▸ **Excerpts from point annotation data**
---------------

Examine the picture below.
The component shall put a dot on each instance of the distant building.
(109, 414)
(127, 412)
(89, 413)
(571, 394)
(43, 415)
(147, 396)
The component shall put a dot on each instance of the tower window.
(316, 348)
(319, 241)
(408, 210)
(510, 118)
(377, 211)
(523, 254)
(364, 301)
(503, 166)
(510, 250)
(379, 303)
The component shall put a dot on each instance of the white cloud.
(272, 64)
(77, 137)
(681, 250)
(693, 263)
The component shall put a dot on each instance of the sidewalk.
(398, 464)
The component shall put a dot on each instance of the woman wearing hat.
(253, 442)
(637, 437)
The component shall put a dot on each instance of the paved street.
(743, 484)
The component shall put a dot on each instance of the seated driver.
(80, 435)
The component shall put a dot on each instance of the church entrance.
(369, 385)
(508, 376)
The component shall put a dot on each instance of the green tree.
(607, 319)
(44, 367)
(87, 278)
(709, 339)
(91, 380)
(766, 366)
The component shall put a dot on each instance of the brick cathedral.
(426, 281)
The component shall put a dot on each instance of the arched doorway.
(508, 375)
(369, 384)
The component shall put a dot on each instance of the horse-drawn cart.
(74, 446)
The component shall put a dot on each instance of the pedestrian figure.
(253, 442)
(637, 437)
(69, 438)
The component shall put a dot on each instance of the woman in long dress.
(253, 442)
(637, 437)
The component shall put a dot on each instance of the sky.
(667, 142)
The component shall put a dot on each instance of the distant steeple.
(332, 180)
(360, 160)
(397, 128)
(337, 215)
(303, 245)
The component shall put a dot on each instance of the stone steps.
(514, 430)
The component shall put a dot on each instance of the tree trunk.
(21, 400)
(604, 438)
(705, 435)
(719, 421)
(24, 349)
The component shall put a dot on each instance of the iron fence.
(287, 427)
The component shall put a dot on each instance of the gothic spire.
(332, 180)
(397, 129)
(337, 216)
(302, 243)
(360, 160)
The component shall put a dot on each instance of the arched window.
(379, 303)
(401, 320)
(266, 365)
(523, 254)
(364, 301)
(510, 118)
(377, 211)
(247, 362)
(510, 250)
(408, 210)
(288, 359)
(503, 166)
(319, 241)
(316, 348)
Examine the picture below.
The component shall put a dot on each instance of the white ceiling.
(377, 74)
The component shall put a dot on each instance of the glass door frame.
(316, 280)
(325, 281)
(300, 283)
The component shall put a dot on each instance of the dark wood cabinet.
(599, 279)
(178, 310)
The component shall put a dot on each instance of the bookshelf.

---------------

▸ **TASK DESCRIPTION**
Write the lines out exactly, from the one with "of the sky." down to the last line of the listing, and leave out all others.

▸ **SOLUTION TO THIS EXERCISE**
The component shall put a dot on each instance of the sky.
(667, 142)
The component shall put a dot on each instance of the distant steeple.
(332, 180)
(360, 160)
(397, 128)
(337, 215)
(303, 245)
The component shall put a dot on each instance of the stone steps.
(514, 430)
The component shall put a dot on each instance of the tree trunk.
(21, 400)
(604, 438)
(705, 435)
(719, 421)
(24, 349)
The component shall put a dot on each instance of the iron fence.
(287, 427)
The component shall put a dot on each instance of the gothic spire.
(332, 180)
(397, 129)
(337, 216)
(302, 243)
(360, 160)
The component shall put a dot on each instance of the arched window.
(379, 303)
(401, 320)
(266, 365)
(523, 254)
(364, 301)
(510, 118)
(377, 211)
(247, 362)
(510, 250)
(408, 210)
(288, 359)
(503, 166)
(319, 241)
(316, 348)
Examine the picture below.
The component shall put a dot on each instance of the white ceiling.
(377, 74)
The component shall put a dot on each instance of the glass door frame.
(316, 280)
(325, 281)
(300, 283)
The component shall put a dot on each instance of the dark wood cabinet.
(599, 279)
(178, 310)
The component shall put a dot on each instance of the bookshelf.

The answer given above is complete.